Task to carry out –
Reproduce every line of the entries below verbatim, with the line order and every character unchanged.

--- start of Given records ---

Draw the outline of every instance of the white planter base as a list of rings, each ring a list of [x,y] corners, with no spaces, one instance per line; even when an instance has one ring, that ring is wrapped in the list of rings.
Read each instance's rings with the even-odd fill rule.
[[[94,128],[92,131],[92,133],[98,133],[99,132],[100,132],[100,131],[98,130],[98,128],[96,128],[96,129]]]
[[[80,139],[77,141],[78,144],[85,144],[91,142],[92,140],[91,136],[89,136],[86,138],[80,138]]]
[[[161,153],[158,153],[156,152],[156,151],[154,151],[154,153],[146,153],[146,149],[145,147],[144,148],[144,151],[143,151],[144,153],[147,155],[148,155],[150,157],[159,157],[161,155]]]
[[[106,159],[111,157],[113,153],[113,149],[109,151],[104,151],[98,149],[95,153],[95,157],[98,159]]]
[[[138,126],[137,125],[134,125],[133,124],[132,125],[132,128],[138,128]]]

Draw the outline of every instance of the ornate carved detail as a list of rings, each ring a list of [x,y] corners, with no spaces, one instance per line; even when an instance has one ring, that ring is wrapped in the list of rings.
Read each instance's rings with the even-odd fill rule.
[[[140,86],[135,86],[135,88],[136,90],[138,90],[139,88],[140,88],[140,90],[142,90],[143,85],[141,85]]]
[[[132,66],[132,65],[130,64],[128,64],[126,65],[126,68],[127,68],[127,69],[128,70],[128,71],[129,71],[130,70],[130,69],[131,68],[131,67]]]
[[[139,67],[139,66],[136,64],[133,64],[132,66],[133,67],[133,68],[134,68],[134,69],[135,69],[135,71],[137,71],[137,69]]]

--- end of Given records ---

Solution to this task –
Draw the outline of every instance of the white planter base as a list of rings, each ring a list of [x,y] corners, with no spaces, one instance per line; even when an instance has one ring, that ring is wrapped in the list of rings.
Read each instance's rings with the even-odd fill rule.
[[[94,128],[92,131],[92,133],[98,133],[99,132],[100,132],[100,131],[98,130],[98,128],[96,128],[96,129]]]
[[[80,139],[77,141],[78,144],[85,144],[91,142],[92,140],[91,136],[89,136],[86,138],[80,138]]]
[[[161,153],[158,153],[156,152],[156,151],[154,151],[154,153],[146,153],[146,149],[145,147],[144,148],[144,151],[143,151],[144,153],[147,155],[148,155],[150,157],[159,157],[161,155]]]
[[[106,159],[111,157],[113,153],[113,149],[109,151],[104,151],[98,149],[95,153],[95,157],[98,159]]]
[[[138,126],[137,125],[134,125],[133,124],[132,125],[132,128],[138,128]]]

Draw the outline of every instance of the ornate carved detail as a list of rings, each ring a list of [x,y] corners, with no spaces, one instance per line; even when an instance has one ring, that ring is wrapped in the list of rings.
Read each instance's rings with the even-odd fill rule.
[[[140,86],[135,86],[135,88],[136,90],[138,90],[139,88],[140,88],[140,90],[142,90],[143,85],[141,85]]]
[[[132,66],[132,65],[130,64],[128,64],[126,65],[126,68],[127,68],[127,69],[128,70],[128,71],[129,71],[130,70],[130,69],[131,68],[131,67]]]
[[[139,67],[139,66],[136,64],[133,64],[132,66],[133,67],[133,68],[134,68],[134,69],[135,69],[135,71],[137,71],[137,69]]]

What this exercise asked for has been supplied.